**To be done**
Could you render the lines below as a Markdown table with the columns No. and Line, numbering each row and omitting any blank lines?
### Given records ###
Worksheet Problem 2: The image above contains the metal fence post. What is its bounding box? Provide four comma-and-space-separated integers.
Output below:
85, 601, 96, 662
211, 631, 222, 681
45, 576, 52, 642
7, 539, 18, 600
###
**Solution to the problem**
| No. | Line |
|---|---|
| 1 | Worksheet Problem 2: The image above contains the metal fence post. What is its bounding box? Provide four comma-and-space-separated integers. |
| 2 | Output below: |
| 3 | 85, 601, 96, 662 |
| 4 | 211, 631, 222, 681 |
| 5 | 45, 576, 52, 642 |
| 6 | 7, 539, 18, 600 |